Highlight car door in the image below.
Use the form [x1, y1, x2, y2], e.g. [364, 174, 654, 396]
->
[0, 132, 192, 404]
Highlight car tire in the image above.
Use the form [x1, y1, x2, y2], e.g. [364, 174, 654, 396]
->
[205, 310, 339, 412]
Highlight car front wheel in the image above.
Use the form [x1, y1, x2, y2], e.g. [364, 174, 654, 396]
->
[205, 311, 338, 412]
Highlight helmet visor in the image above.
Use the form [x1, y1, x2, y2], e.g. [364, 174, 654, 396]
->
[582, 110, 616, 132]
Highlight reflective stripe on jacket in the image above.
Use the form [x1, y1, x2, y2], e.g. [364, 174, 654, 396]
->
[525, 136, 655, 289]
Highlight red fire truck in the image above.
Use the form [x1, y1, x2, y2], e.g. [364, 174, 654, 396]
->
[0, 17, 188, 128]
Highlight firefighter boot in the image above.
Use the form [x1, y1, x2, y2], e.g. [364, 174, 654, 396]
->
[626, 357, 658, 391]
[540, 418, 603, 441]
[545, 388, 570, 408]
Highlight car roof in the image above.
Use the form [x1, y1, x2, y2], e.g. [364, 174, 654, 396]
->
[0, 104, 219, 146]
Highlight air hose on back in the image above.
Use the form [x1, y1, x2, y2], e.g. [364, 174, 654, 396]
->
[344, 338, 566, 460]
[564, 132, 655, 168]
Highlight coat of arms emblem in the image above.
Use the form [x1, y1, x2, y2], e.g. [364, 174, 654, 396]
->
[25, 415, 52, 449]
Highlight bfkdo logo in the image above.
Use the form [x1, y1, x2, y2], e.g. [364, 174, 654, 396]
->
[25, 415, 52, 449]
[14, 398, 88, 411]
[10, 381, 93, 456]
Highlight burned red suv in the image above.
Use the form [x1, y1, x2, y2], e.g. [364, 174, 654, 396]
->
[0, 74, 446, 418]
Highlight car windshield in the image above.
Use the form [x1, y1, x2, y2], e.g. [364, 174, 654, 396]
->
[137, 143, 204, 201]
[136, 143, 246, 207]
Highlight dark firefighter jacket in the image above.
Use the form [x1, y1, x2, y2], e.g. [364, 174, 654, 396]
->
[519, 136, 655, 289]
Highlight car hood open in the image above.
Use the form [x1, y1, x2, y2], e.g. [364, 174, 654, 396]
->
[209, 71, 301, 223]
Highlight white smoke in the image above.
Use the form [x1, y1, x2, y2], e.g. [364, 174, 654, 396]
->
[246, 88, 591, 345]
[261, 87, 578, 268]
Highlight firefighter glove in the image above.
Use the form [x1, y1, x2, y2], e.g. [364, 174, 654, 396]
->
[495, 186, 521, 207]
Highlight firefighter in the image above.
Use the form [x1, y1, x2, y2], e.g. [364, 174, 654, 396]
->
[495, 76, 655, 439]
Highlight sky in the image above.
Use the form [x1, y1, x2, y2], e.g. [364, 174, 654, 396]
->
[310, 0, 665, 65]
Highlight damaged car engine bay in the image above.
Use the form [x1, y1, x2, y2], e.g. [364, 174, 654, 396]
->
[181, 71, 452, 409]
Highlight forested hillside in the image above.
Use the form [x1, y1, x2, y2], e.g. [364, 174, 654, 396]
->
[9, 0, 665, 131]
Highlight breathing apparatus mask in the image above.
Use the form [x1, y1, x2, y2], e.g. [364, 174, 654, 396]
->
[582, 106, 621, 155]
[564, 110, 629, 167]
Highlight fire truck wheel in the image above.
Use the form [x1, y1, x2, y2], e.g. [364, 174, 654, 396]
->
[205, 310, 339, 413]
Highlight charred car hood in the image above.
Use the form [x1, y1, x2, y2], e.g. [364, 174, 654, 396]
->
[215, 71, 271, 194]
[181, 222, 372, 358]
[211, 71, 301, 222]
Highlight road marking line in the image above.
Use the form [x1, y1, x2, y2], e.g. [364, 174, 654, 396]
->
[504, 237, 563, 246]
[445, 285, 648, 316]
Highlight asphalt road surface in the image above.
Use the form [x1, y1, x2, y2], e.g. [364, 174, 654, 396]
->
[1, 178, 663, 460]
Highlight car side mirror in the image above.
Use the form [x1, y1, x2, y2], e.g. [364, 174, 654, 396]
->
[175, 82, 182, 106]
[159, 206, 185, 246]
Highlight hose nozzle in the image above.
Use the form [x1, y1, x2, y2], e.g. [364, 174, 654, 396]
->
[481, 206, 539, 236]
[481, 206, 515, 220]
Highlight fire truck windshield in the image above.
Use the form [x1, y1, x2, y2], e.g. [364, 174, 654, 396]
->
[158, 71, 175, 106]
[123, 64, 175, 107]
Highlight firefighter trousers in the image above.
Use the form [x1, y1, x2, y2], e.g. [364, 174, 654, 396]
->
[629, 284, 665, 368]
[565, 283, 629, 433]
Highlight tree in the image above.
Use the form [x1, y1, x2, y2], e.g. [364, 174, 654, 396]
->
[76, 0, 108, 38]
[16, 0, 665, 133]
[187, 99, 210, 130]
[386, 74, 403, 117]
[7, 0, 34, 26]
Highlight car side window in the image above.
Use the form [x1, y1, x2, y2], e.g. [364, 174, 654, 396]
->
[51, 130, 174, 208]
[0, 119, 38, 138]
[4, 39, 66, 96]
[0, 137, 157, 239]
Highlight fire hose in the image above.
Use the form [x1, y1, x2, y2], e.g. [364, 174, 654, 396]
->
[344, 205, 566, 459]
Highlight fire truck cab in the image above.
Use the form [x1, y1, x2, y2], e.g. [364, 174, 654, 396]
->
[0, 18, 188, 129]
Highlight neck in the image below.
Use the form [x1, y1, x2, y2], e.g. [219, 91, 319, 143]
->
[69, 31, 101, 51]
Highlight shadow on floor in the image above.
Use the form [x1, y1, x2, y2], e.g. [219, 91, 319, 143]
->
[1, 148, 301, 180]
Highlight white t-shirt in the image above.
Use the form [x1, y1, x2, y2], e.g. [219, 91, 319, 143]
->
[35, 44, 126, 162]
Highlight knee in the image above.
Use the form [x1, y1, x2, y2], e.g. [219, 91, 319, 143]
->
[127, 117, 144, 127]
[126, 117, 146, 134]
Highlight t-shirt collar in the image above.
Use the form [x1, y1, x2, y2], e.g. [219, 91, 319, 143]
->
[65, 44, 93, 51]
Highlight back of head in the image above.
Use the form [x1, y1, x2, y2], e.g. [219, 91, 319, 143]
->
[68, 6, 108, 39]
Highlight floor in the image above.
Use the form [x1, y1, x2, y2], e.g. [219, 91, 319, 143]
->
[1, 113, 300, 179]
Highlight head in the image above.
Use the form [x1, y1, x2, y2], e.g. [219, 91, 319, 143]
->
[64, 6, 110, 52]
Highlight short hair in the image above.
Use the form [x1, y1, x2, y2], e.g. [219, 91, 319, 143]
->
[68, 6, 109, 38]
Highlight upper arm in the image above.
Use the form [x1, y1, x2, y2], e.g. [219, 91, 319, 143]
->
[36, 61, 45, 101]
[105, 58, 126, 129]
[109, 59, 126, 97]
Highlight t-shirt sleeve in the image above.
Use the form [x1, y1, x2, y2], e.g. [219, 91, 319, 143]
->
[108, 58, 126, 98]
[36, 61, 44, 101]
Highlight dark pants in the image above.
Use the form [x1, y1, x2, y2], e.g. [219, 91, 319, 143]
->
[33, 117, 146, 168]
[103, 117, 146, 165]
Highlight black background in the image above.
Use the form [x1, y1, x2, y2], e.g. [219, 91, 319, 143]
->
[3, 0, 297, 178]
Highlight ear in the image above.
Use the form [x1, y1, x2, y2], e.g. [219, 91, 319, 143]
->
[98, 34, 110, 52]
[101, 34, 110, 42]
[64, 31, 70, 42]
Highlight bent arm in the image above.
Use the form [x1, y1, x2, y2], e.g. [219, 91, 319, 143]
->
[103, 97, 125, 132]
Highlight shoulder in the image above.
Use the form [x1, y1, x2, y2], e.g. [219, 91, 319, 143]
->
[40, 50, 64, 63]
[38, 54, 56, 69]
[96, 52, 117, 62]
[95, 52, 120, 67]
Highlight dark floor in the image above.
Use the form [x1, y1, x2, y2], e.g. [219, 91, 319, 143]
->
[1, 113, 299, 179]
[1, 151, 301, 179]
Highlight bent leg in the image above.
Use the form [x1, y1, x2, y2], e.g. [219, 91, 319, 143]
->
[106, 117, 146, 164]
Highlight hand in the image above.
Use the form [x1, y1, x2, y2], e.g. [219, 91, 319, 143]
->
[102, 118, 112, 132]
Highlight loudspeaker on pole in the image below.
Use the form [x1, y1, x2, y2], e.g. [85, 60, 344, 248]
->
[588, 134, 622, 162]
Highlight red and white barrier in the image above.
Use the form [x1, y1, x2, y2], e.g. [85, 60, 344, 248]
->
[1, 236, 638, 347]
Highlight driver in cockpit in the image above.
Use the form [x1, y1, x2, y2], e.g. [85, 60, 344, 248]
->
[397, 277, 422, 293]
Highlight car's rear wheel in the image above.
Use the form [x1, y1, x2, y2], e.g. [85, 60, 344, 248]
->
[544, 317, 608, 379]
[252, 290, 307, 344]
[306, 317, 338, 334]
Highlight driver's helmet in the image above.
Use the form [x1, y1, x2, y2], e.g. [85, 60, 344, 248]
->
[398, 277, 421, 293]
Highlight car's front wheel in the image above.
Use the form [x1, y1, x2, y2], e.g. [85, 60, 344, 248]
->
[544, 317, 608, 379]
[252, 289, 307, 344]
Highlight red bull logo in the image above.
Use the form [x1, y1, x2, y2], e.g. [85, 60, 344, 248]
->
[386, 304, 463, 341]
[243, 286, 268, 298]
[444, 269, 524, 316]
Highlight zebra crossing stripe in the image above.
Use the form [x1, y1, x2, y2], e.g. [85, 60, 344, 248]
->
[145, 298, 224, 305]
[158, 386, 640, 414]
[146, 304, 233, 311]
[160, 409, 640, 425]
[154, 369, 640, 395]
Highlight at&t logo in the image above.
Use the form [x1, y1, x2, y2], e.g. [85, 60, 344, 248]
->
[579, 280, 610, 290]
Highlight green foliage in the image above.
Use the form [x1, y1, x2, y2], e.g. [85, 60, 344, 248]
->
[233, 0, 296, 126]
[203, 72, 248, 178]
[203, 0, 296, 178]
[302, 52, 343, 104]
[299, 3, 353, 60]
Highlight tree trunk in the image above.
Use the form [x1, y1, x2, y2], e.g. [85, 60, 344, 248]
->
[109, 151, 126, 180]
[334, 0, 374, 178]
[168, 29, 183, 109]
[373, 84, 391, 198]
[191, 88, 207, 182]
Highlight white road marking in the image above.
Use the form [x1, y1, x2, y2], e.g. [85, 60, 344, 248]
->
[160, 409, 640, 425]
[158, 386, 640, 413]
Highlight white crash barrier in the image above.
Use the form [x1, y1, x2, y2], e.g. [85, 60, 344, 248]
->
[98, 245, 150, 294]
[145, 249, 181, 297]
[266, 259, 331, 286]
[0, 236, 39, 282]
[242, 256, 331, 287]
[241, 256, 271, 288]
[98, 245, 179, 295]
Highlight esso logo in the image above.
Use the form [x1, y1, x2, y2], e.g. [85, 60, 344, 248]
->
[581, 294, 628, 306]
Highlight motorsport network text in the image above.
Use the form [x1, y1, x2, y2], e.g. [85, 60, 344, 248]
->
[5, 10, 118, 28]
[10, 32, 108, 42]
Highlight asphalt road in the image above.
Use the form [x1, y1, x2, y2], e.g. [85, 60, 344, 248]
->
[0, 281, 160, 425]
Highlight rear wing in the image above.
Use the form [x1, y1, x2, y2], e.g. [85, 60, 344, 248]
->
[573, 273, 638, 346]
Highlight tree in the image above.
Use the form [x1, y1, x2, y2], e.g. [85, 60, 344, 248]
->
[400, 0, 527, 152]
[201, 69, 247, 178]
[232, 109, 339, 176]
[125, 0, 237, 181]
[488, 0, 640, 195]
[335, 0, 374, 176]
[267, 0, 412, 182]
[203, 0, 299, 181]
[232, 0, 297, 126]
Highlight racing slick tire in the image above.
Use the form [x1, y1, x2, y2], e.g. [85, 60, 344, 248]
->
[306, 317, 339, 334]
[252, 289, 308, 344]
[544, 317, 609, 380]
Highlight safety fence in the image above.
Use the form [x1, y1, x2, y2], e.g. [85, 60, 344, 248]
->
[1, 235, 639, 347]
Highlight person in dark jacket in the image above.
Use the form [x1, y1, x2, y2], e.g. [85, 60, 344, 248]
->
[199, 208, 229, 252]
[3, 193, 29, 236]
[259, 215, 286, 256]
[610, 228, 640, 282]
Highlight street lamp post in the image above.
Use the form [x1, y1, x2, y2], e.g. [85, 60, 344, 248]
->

═══

Repeat exactly the lines that run from the opening of the listing through the line holding "Highlight red fire truck in the image above.". Leave out everything else.

Highlight car door in the image below.
Use the form [x1, y1, x2, y2], e.g. [364, 174, 654, 396]
->
[0, 132, 192, 404]
Highlight car tire in the image above.
Use the form [x1, y1, x2, y2], e.g. [364, 174, 654, 396]
->
[205, 310, 339, 412]
Highlight car front wheel in the image above.
Use the form [x1, y1, x2, y2], e.g. [364, 174, 654, 396]
->
[205, 311, 338, 412]
Highlight helmet visor in the image above.
Use the form [x1, y1, x2, y2], e.g. [364, 174, 654, 396]
->
[582, 110, 616, 132]
Highlight reflective stripe on jacket in the image above.
Use the form [x1, y1, x2, y2], e.g. [364, 174, 654, 396]
->
[525, 136, 655, 289]
Highlight red fire truck in the image above.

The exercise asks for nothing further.